THE DATA:
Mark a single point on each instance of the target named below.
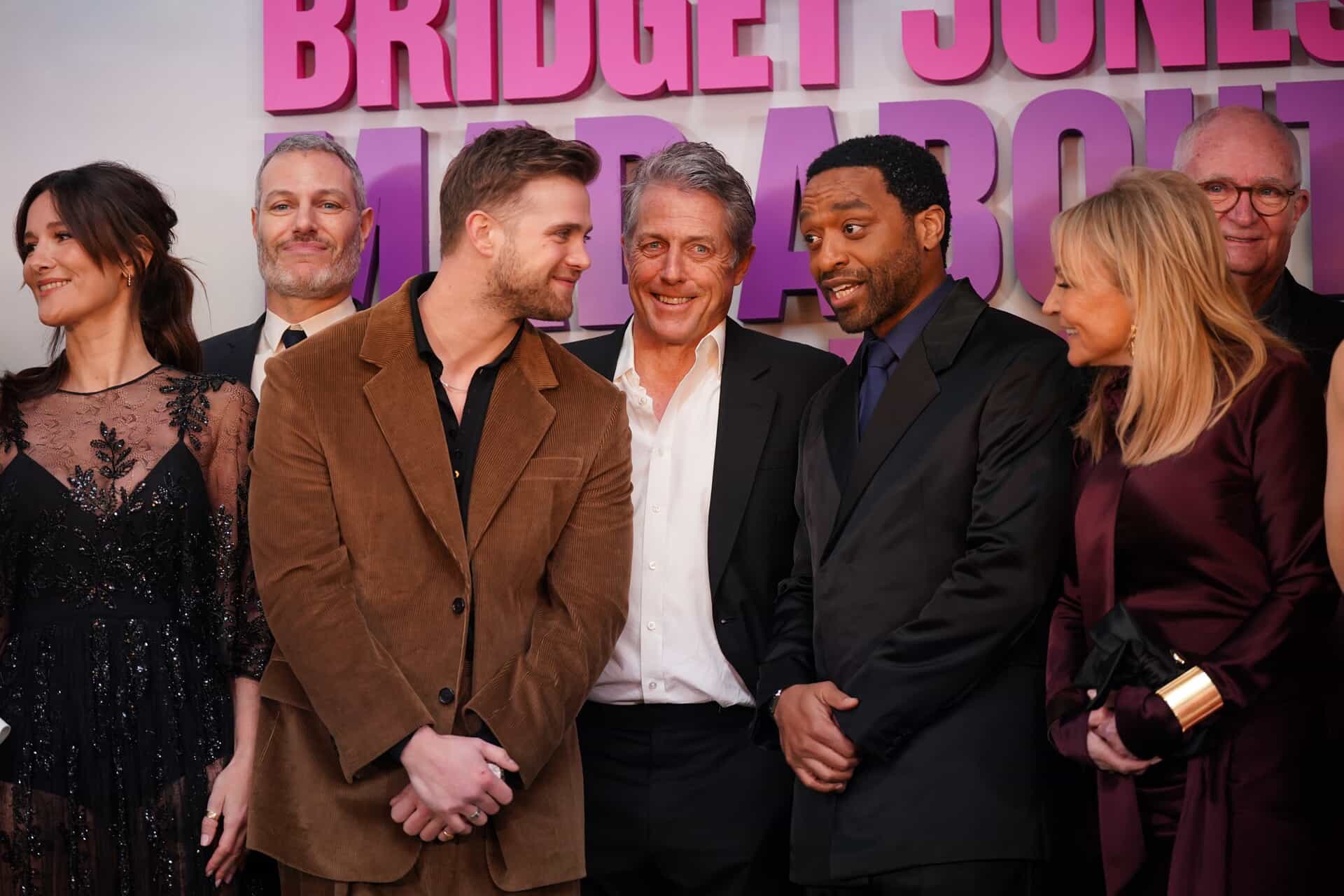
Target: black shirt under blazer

* * *

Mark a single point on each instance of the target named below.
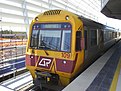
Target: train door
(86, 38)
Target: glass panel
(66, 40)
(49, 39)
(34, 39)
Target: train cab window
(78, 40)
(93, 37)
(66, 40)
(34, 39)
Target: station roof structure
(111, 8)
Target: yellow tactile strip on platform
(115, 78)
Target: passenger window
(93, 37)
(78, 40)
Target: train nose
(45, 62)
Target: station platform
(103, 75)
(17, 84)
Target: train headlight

WHAT YOU SHOULD DO:
After locating the line holding "Target: train cab window" above, output exactly that line and every line after it through the line holding "Target: train headlight". Include nothing else.

OUTPUT FOR THIS TASK:
Target: train cab window
(78, 40)
(93, 37)
(66, 40)
(34, 39)
Target: station roof structure
(111, 8)
Target: yellow tactile strip on platform
(115, 78)
Target: passenger window
(93, 37)
(78, 40)
Target: train nose
(45, 62)
Target: station platform
(103, 75)
(17, 84)
Target: train headlight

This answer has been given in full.